* begin *

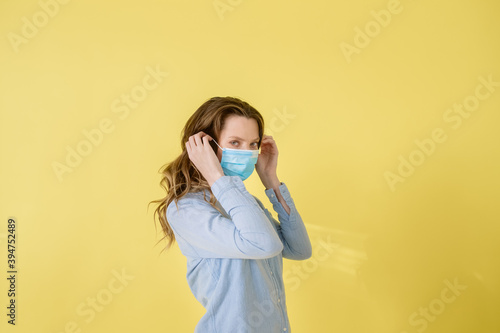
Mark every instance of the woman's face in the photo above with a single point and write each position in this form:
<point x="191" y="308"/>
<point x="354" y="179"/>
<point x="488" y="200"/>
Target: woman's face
<point x="238" y="133"/>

* end *

Stated exercise: Copy the records again with "woman's face" swapped for "girl's face" at each occurrence, keeping everything else unchanged. Leave out the pictures.

Final answer:
Mark every instance of the girl's face in the photo above with a single point and write each position in this form:
<point x="191" y="308"/>
<point x="354" y="179"/>
<point x="488" y="200"/>
Target: girl's face
<point x="238" y="133"/>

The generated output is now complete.